_INPUT FOR THIS TASK_
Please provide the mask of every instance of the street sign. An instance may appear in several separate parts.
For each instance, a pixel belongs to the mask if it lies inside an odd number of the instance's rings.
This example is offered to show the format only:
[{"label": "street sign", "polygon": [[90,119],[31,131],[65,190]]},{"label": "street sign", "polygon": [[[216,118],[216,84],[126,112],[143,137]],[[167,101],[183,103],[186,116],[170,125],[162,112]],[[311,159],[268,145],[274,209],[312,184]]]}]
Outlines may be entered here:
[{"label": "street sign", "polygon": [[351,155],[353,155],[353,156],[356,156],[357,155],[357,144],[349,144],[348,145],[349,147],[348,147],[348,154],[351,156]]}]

_REQUEST_
Copy all of the data above again, substituting "layout" for "format" and leaving every other word unchanged.

_THE RESPONSE_
Please provide the mask of every instance of the street sign. An instance may appear in several separate parts.
For each instance, a pixel belongs to the mask if it lies inside an odd number of the instance's rings.
This example is offered to show the layout only:
[{"label": "street sign", "polygon": [[90,119],[31,131],[65,190]]},{"label": "street sign", "polygon": [[[216,118],[216,84],[126,112],[143,137]],[[167,101],[183,103],[186,116],[170,125],[162,112]],[[311,159],[268,145],[274,209],[312,184]]]}]
Outlines may be entered here:
[{"label": "street sign", "polygon": [[351,155],[353,155],[353,156],[356,156],[357,155],[357,144],[349,144],[348,145],[349,147],[348,147],[348,154],[351,156]]}]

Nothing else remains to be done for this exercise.